**Study text:**
☆ ☆ ☆ ☆

Several papers reported last week that Rohan Blacker, a direct descendant of Sir Robert Peel, the founder of the Metropolitan Police, is leading the fight to preserve the historic building as a museum of policing and crime, amid concern that the Grade II-listed site could be sold to developers as the site for a luxury hotel or office development. Mr Blacker has bid £8m for the site — far less than it is worth — in the hope of entering into partnership with a conventional property developer. The site needs £2m to £3m to convert it into a museum, which would occupy the bottom half of the building, and a further £20m to turn the top half into private use.

The present building was opened in 1881. The main remnants of the Victorian building consist of the frontage, the cell blocks and parts of the court area.

Roman Catholic heritage under threat

Another campaign is under way to try and prevent Sawston Hall in Cambridgeshire from being converted into a luxury hotel. The Catholic Herald newspaper reports that the Grade-I Sawston Hall was an important Catholic ‘safe house’, during the sixteenth and seventeenth centuries, closely associated with the martyrs St Nicholas Owen and St John Rigby. Mary Tudor stayed the night in 1553 when she was resisting the Duke of Northumberland’s plot to put Lady Jane Grey on the throne. Fleeing in disguise the next morning, she saw the house in flames, set alight by Northumberland’s troops. She promised to rebuild the house if she became queen, and kept her word, using stone from Cambridge Castle.

An action group headed by our Fellow Sir Roy Strong and Jack Scarisbrick, Professor of History at the University of Warwick, has been formed to try and preserve the hall as a Catholic heritage centre, but the owners of the Hall, the Sawston Hotel Group, has already submitted a planning application to turn the Hall into a hotel. The action group is hoping to persuade English Heritage to reject the application on the grounds that it would do major damage to the historical and architectural interest of the building.

☆ ☆ ☆ ☆

**Your tasks:**
1 – From the text on threatened heritage buildings, set down the passage from "An action group" up to and including "of the building.".
2 – In the text on threatened heritage buildings, on what grounds does the action group hope English Heritage will reject the planning application for Sawston Hall? Answer in one to three sentences.
3 – Extend the text on threatened heritage buildings, starting after its final sentence.

**Dataset excerpt:**
☆ ☆ ☆ ☆

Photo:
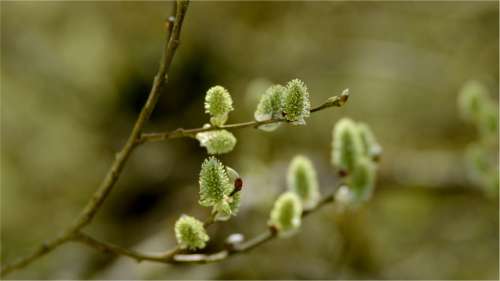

☆ ☆ ☆ ☆

**Answers to the exercise:**
1 –
An action group headed by our Fellow Sir Roy Strong and Jack Scarisbrick, Professor of History at the University of Warwick, has been formed to try and preserve the hall as a Catholic heritage centre, but the owners of the Hall, the Sawston Hotel Group, has already submitted a planning application to turn the Hall into a hotel. The action group is hoping to persuade English Heritage to reject the application on the grounds that it would do major damage to the historical and architectural interest of the building.

2 – The action group argues that turning Sawston Hall into a hotel would do major damage to the historical and architectural interest of the building. It hopes English Heritage will reject the application on those grounds.

3 –
Historic Farnborough air industry site saved

On the good news front, Maev Kennedy reported in The Guardian for 22 September that decades of campaigning to save the main structures of the former Royal Aircraft Establishment at Farnborough in Hampshire have finally paid off. A ‘tatty collection of sheds’, holding some of the most important aviation relics in the world, will now become part of a new 10-hectare (25-acre) public park, costing £20m. The park’s centrepiece will be the giant canvas-covered hangar originally designed for parking giant airships that were once seen as the future for commercial aviation. Another spectacular structure, the 120-metre (400-ft) concrete wind tunnel, with its beautiful nine-metre diameter mahogany blades, may have a new life as a theatre and café.

The Farnborough complex witnessed many pioneering developments of twentieth-century aviation history. Samuel Cody flew Britain’s first powered controlled aircraft there in 1908, and later there were tests on the Spitfires and Hurricanes which were to play a crucial role in the Second World War, and on Frank Whittle’s first jet engine. Conservationists were outraged when many of the structures were de-listed prior to the sale of the former Royal Aircraft Establishment in 1999, a move denounced as ‘a scandalous attempt to make it more attractive to developers’. Slough Estates, the new owners, intend to develop the rest of the site as a business park.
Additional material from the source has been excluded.